• WRITTEN TASKS
1: Answer these questions from the passage on Church's thesis:
(a) According to the passage, what does Church's thesis, as amplified by Turing, say?
(b) Which book does the passage cite about the difficulty with reals?
(c) What two possible problems does the final sentence mention?
2: Resume the passage on Church's thesis after its last sentence and carry the argument forward.

• EXCERPT
┌────────
I'll see if I can make the connection clear.

Church's thesis, as amplified by Turing, says that any precisely specifiable  
computation is equivalent to a Turing machine calculation.  Given a complete  
physics and reducibility, all future observations in the world can be  
calculated in a precisely specifiable manner.  Church's thesis thus applies to  
these calculations of physical computations [A little difficulty with reals,  
but rationals are dense in the reals, and rationals are pairs of integers ...  
see "Computability in Analysis and Physics", Pour-El and Richards, Springer,  
1987]

Therefore, the future actions of organisms, and networks in particular, are  
computable. May be some problem with finding a complete physics, or with the  
program of reducing all to physics...
└────────
• DATA SEGMENT
┌────────
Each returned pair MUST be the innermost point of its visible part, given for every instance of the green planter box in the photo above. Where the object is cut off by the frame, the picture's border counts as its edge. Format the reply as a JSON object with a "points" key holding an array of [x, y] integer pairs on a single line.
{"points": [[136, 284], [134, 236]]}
└────────
• RESPONSES FOR EACH TASK
1:
(a) Any precisely specifiable computation is equivalent to a Turing machine calculation.
(b) "Computability in Analysis and Physics" by Pour-El and Richards (Springer, 1987).
(c) Finding a complete physics, and the program of reducing everything to physics.

2:
With regard to networks simulating Turing machines see the article "On the  
Computational Power of Neural Nets", by Siegelman and Sontag (available as  
siegelman.turing.ps.Z on the neuroprose archive site  
archive.cis.ohio-state.edu).  They outline the construction of a neural net  
with <1000 nodes that implements a universal Turing machine.  No tape is used,  
rather an unbounded tape is simulated by using what amounts to a Bernoulli  
shift operation on a selected network to implement a stack.  A pair of stacks  
makes a tape.  That is, if 0<=q<=2 is the variable then b+q/2->q pushes the bit  
b into q, and {int(q)->b, q/2->q} pops the variable b from q.  

This approach is not physically realistic, noise and quantum effects would  
rapidly spoil the information stored in the rational number q, but I think it  
is an interesting construction.  Siegelman and Sontage claim that when real  
numbers are used, they can get a network that computes the uncomputable.  They  
promise publication real soon now.  I am very interested in how this works  
since such a net would cause problems for the Turing modified Church thesis if  
you believe in physics and reductionism.  My guess is it may have to do with  
Chaitin's uncomputable real number which codes the halting probablility of the  
universal Turing machine.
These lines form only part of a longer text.